Given records -
▽
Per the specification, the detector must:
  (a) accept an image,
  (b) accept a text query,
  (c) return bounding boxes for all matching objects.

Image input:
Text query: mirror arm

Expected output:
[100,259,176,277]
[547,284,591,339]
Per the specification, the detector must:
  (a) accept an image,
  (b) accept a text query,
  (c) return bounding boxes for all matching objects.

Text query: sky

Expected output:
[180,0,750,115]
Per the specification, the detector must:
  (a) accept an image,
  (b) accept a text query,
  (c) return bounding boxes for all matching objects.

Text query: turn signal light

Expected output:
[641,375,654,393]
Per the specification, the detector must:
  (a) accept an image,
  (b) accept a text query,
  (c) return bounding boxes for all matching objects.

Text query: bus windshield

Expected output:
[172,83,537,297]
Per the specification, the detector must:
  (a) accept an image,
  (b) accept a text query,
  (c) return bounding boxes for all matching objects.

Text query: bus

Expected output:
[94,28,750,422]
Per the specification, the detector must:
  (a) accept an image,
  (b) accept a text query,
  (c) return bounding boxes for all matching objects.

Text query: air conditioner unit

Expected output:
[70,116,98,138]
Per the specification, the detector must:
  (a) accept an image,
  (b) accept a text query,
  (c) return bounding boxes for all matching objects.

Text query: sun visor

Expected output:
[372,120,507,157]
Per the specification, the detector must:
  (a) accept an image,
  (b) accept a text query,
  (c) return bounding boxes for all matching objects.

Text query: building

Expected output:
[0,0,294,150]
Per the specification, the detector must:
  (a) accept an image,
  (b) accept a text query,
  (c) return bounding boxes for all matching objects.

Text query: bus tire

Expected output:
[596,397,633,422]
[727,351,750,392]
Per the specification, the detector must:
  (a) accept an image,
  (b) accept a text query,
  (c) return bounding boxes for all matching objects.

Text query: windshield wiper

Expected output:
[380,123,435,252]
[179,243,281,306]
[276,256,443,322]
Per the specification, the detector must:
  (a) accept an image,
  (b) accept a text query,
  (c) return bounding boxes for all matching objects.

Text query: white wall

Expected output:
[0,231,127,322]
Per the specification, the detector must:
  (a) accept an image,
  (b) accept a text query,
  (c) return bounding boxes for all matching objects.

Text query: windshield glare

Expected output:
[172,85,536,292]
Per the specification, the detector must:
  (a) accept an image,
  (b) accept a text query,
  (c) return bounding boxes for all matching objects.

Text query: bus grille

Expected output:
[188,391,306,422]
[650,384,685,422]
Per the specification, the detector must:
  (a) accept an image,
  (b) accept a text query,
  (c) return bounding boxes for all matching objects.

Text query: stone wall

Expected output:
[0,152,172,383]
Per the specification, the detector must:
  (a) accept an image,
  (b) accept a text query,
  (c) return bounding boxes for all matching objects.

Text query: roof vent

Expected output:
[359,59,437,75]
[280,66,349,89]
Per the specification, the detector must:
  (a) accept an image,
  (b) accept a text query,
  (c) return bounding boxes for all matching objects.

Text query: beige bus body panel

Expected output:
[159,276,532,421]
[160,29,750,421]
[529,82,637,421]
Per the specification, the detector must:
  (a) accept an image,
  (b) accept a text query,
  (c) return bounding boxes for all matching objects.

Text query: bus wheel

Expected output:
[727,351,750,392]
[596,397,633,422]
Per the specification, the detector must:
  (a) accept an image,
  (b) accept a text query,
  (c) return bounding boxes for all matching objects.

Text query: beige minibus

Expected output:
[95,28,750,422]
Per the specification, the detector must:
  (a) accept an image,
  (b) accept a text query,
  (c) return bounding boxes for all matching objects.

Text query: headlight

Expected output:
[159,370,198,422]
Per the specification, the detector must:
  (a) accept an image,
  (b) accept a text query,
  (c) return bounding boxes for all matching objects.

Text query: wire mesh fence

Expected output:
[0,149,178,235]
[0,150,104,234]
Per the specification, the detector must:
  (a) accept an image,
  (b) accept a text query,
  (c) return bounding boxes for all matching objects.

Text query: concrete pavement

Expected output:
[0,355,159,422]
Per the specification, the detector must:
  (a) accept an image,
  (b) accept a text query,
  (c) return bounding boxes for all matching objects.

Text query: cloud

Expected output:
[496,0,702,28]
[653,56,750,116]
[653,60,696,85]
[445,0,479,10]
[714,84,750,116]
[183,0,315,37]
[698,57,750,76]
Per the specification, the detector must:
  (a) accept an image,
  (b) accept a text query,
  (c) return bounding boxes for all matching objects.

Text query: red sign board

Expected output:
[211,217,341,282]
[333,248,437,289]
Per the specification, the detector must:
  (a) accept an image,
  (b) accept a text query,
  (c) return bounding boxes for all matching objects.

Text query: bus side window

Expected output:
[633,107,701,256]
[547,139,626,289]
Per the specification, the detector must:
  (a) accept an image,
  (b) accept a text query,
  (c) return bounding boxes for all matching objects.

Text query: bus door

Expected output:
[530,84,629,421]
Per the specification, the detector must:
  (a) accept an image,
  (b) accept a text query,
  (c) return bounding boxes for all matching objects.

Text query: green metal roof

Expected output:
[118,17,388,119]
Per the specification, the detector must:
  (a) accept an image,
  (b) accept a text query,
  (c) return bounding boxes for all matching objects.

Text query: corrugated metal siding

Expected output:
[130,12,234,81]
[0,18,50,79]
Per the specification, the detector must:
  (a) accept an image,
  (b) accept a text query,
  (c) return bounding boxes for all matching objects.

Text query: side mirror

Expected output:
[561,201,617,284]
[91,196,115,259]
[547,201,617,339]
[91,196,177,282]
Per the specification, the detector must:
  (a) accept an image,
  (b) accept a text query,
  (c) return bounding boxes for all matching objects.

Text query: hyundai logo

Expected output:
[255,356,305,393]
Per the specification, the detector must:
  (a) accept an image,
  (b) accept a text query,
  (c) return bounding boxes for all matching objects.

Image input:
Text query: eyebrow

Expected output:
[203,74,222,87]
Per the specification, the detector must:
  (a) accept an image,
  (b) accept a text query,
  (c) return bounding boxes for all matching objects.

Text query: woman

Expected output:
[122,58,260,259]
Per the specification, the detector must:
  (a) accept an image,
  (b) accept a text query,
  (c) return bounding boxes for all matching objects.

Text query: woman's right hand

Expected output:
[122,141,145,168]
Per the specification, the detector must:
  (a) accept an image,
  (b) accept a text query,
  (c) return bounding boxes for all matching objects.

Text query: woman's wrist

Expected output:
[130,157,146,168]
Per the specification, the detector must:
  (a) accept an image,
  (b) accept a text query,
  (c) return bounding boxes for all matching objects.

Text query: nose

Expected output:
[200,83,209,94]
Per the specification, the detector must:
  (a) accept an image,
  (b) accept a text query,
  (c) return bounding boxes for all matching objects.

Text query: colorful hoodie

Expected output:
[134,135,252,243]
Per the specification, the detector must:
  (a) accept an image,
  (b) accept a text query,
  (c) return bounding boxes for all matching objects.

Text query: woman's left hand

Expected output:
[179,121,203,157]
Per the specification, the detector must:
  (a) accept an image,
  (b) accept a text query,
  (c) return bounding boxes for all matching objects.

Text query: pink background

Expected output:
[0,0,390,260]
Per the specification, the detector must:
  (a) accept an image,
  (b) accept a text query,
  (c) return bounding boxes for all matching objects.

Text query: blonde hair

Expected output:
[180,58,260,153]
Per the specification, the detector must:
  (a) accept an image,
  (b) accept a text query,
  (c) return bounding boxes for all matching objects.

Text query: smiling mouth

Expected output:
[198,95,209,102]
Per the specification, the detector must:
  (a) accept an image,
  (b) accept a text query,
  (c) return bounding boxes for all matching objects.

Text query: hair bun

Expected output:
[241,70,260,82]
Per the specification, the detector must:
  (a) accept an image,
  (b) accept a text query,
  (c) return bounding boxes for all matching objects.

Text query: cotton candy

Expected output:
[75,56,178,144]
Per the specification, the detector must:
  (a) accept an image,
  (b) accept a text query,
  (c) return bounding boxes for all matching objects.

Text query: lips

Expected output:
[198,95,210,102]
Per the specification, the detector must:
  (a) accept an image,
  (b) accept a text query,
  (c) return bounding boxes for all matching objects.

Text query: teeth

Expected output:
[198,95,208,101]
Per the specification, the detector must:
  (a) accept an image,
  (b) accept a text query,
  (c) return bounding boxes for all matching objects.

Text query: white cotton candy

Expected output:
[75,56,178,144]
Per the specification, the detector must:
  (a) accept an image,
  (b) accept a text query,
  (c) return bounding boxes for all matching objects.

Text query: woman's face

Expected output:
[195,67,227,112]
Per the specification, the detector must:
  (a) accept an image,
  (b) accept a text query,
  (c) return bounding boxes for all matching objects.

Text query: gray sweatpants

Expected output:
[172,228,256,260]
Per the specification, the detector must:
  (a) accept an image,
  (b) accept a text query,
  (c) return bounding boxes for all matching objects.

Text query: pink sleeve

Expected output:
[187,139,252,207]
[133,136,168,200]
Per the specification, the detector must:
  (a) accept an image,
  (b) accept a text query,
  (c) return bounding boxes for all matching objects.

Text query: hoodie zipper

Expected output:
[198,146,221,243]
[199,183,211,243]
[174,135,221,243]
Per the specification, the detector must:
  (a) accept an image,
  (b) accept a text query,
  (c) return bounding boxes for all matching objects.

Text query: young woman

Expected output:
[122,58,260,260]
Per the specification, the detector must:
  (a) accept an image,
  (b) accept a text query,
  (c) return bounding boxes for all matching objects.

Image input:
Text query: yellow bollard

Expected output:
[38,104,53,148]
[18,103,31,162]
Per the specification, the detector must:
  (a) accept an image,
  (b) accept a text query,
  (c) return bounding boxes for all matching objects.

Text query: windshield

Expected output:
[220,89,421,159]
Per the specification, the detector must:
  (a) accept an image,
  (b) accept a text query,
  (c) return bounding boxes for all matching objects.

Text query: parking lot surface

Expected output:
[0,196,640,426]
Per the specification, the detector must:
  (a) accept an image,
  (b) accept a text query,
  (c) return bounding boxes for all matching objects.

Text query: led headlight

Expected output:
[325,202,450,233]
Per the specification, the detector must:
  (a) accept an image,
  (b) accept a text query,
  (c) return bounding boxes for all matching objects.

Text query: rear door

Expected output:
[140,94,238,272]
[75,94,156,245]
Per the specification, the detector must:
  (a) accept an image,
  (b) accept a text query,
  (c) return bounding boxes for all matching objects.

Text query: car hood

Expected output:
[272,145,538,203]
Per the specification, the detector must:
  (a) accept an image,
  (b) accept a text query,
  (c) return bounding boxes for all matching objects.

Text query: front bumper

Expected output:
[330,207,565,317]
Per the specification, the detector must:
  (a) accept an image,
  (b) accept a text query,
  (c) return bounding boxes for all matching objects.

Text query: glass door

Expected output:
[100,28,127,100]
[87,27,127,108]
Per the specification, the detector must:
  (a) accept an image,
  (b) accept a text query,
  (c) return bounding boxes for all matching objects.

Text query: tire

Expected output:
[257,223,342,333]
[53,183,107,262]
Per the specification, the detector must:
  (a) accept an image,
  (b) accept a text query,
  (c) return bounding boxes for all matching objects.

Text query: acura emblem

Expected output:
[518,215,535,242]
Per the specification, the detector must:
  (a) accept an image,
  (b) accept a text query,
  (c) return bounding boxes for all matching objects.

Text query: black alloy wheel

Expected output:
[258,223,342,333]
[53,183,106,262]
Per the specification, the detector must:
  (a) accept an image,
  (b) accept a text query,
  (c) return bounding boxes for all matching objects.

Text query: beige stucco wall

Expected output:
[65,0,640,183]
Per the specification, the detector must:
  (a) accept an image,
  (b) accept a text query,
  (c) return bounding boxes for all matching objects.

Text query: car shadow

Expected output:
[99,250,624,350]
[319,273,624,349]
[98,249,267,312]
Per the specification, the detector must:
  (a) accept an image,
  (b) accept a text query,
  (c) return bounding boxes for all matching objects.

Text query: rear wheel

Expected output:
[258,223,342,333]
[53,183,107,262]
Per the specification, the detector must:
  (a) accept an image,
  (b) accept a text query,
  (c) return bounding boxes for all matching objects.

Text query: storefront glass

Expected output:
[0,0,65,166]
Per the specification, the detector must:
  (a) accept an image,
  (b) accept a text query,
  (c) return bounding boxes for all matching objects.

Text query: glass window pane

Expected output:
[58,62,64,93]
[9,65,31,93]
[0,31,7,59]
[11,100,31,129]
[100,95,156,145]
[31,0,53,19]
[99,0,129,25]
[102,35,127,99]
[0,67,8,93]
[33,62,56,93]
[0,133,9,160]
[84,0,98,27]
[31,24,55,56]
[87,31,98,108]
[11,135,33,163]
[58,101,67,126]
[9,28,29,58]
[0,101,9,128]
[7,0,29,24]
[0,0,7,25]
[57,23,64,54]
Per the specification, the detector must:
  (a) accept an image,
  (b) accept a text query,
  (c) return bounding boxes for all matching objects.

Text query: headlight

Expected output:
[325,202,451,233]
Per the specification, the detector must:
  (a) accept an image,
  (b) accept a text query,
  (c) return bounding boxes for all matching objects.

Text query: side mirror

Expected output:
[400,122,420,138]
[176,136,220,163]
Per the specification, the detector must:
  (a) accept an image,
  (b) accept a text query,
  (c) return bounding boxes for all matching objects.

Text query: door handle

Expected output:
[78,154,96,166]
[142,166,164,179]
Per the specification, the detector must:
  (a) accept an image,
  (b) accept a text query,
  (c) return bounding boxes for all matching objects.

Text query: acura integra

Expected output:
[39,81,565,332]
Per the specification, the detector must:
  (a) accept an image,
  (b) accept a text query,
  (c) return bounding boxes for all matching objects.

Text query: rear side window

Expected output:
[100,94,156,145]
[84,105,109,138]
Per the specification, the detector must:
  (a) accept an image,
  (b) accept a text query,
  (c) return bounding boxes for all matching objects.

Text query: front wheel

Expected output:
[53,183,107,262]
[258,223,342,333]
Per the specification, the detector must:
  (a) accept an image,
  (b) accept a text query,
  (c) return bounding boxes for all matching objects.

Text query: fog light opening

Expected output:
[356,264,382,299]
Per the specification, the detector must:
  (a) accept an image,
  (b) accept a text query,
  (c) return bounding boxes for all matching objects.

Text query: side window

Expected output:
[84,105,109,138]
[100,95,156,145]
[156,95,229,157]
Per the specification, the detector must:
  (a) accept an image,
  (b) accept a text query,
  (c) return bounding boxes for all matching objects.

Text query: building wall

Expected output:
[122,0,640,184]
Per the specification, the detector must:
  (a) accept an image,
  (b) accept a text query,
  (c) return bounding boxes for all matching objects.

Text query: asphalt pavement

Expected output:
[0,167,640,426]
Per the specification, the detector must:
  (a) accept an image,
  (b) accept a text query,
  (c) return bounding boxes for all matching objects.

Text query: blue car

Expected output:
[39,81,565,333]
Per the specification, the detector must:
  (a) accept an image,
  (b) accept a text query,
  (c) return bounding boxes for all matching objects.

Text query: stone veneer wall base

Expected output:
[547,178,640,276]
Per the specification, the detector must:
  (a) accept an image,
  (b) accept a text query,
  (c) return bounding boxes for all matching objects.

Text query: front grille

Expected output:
△
Job -
Can you give the listing, starting with its first line and going on through the line with "[172,83,537,297]", as a numbered list without the blank lines?

Solution for this problem -
1. Per the specification, the detector must:
2.   (a) accept an image,
3.   (b) accept a text query,
4.   (c) return bounding boxes for all matching objects.
5. Image input:
6. Text query: mirror arm
7. Expected output:
8. [100,259,176,277]
9. [547,284,591,339]
10. Per the specification, the detector must:
11.   (a) accept an image,
12.   (b) accept a text query,
13.   (c) return bounding boxes for all matching objects.
14. Text query: sky
15. Expected output:
16. [180,0,750,115]
17. Per the specification, the detector must:
18.   (a) accept an image,
19.   (b) accept a text query,
20.   (c) return bounding boxes for all matching objects.
21. Text query: turn signal light
22. Expected output:
23. [641,375,654,393]
24. Per the specification, the detector must:
25.   (a) accept an image,
26.   (b) accept a text query,
27.   (c) return bounding boxes for all matching objects.
28. Text query: bus windshield
29. Expected output:
30. [172,83,537,297]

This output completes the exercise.